# WORK TO BE COMPLETED
What is needed is a copy of each line in the listing that contains "tree".

# SUPPLIED DATA
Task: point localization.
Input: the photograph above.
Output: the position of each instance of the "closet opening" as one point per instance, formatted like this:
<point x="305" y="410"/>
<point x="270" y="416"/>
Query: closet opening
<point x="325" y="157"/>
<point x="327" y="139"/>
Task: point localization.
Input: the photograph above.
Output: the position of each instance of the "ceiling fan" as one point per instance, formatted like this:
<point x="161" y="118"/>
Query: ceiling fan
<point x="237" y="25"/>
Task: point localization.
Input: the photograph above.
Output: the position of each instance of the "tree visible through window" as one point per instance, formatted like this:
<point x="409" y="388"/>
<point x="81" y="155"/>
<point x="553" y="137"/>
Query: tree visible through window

==

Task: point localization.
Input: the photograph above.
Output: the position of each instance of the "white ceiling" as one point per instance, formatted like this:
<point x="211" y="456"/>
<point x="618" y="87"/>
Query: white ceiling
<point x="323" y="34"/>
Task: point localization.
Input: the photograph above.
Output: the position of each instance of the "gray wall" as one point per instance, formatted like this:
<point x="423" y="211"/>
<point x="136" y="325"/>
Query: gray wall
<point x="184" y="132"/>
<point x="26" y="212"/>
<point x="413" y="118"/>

# RESPONSE TO THE EXERCISE
Output: the position of each instance of the "tree visible through window" as one point per instance, formatted like this:
Query: tree visible through window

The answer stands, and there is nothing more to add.